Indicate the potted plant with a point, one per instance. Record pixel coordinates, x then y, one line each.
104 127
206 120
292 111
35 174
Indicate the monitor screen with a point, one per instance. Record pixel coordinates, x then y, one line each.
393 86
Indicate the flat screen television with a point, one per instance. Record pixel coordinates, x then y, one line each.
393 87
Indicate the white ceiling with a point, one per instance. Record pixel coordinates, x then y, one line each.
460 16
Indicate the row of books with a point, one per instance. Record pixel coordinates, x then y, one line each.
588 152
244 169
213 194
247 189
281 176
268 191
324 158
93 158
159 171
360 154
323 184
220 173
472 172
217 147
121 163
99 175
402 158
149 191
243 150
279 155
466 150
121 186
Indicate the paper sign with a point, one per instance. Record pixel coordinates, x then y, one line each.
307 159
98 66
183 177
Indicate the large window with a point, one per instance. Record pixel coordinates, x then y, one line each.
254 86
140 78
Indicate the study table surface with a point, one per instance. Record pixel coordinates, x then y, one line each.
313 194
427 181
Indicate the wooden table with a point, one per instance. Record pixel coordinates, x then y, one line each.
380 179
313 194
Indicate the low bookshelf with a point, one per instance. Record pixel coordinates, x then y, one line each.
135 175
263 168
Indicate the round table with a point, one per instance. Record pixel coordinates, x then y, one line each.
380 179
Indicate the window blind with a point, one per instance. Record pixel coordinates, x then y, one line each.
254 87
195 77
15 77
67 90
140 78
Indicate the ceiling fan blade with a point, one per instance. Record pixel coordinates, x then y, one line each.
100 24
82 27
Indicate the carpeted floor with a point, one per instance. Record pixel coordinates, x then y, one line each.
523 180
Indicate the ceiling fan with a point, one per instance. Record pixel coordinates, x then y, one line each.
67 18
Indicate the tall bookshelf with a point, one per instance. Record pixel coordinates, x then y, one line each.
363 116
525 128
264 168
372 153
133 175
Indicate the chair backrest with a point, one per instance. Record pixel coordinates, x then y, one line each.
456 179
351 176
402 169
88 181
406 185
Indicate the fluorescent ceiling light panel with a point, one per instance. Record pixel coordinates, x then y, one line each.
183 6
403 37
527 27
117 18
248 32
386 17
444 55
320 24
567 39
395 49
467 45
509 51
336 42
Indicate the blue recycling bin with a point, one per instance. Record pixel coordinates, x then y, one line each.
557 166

---

Given task
The data above must be returned in full, exactly as written.

Full output
Indicate the potted plant with a point, one per instance. Record pixel coordinates, x then y, one line each.
104 127
206 120
292 111
35 174
Indicate the monitor screen with a point, one per instance. Record pixel coordinates, x then y, one line each.
393 86
Indicate the flat screen television with a point, one per instance. Record pixel coordinates, x then y, one line each.
393 87
Indicate the white ceiling with a point, one per instance. Record pixel coordinates, x then y, one line each.
460 16
Indicate the row of books with a point, one per instance. Record pixel coordinates, x then y, one line each.
588 152
244 169
213 194
247 189
281 176
268 191
324 158
93 158
159 171
360 154
323 184
220 173
472 172
217 147
121 163
99 175
402 158
149 191
243 150
279 155
466 150
121 186
Indicate the paper sign with a point, one per instance. Record pixel coordinates, x then y, one line each.
307 159
98 66
183 177
Indicate the large window with a point, one per instance. Record pixel coordinates, x then y, one line each.
254 86
140 78
Indicate the study table surface with a point, one per instance. Record pixel coordinates, x then y, one line each.
313 194
427 181
Indicate the wooden table with a point, one per instance. Record pixel coordinates, x then y, one line each.
380 179
313 194
Indicate the low bookshelf with a point, one per instance. Record pixel coordinates, x then y, one line each.
135 175
263 168
Indicate the round table with a point, one per instance. Record pixel coordinates, x then y, one line each.
380 179
Indicate the window blind with a point, one per instance. Record pixel coordinates, x then y, one line each.
254 87
195 77
15 77
67 90
140 78
Indicate the ceiling fan blade with a point, one per instance. Record pixel coordinates, x then y, one line each.
100 24
82 27
Indicate the carpeted floor with a point, one per instance. Record pixel coordinates, x then y, one line each.
523 180
Indicate the ceiling fan with a point, one per instance. Record pixel coordinates, x then y, one line each.
67 18
Indicate the tall bookshelf with a point, one per instance. Record pixel coordinates, x then y, one line each.
363 116
525 128
264 168
372 153
133 175
Indicate the chair backrest with a point, one per instance. Record pixel coordinates, x then y, one line each.
456 179
351 176
402 169
88 181
406 185
Indicate the fluorescent ceiling light panel with a point, one per instance. Record pixel coordinates, x then y, one line each.
183 6
403 37
527 27
117 18
248 32
386 17
444 55
320 24
567 39
395 49
467 45
509 51
336 42
Indicate the blue recycling bin with a point, one per instance. Record pixel coordinates, x then y, one line each.
557 166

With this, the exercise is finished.